--- Work item ---
Copy the entries exactly, leaving out nothing.

--- Exercise data ---
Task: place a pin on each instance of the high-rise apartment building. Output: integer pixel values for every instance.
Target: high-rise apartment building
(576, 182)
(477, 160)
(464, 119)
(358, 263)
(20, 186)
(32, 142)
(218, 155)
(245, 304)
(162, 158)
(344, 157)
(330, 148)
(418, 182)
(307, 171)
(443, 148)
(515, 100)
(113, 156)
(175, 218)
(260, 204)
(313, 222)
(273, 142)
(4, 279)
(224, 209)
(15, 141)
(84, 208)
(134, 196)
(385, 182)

--- Expected output ---
Task: place a pin on each instance of the high-rise apartment building. Output: integer pixel values for every instance.
Target: high-rise apartment building
(576, 182)
(477, 160)
(464, 119)
(358, 263)
(20, 186)
(32, 142)
(218, 155)
(245, 304)
(162, 158)
(344, 157)
(330, 148)
(418, 182)
(307, 171)
(443, 148)
(515, 100)
(113, 156)
(175, 218)
(260, 204)
(313, 222)
(273, 142)
(4, 279)
(224, 209)
(15, 141)
(84, 208)
(134, 196)
(385, 182)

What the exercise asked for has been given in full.